▶ [Task] Return each line of the data below that contains the string "construction".

▶ [Records to use]
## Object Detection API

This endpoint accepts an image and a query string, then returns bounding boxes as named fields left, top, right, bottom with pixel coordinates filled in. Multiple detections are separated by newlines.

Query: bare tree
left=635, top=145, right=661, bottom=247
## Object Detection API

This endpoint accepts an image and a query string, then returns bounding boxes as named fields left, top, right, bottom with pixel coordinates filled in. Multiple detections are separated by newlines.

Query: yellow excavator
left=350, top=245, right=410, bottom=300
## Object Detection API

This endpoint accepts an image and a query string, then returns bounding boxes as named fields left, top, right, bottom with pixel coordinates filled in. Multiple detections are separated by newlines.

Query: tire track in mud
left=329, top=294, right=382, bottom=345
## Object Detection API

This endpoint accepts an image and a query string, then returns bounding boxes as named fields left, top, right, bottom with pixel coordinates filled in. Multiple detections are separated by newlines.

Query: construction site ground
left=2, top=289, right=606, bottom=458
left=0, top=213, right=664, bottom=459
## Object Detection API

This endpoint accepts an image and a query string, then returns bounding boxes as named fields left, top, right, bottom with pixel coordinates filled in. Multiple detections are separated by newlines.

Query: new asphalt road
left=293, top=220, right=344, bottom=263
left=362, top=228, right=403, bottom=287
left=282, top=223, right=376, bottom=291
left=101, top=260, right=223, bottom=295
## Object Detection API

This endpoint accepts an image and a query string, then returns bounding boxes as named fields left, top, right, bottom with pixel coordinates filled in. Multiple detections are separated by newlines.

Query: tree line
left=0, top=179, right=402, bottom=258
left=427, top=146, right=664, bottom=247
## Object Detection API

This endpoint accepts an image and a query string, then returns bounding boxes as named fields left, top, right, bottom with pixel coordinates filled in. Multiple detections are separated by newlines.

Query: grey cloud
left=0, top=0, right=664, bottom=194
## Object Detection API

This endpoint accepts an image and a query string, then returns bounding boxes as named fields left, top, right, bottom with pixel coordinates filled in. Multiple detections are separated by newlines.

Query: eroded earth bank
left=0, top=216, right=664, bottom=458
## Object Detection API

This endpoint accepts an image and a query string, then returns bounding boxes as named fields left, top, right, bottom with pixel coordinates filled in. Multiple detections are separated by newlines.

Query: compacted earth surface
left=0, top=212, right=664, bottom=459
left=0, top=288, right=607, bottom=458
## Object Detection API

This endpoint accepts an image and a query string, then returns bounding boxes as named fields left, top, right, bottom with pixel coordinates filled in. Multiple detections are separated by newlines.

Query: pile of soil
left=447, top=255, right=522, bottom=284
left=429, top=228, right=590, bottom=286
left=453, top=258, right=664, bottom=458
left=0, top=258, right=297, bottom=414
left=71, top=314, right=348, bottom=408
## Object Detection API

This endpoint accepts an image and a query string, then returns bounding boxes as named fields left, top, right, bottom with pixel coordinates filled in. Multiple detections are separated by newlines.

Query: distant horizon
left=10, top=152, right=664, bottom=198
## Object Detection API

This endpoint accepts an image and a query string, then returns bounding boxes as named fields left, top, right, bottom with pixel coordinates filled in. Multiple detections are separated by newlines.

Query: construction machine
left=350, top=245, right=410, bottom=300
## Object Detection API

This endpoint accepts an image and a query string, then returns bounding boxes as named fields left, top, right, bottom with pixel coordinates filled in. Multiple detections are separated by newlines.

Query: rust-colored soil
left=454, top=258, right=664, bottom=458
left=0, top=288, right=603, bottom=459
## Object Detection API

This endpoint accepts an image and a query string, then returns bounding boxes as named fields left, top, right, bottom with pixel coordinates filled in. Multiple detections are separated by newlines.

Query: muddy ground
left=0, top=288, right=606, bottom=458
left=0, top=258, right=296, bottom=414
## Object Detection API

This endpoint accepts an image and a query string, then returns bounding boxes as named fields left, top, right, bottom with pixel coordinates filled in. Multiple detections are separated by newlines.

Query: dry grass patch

▶ [Correct result]
Query: construction site ground
Query: construction machine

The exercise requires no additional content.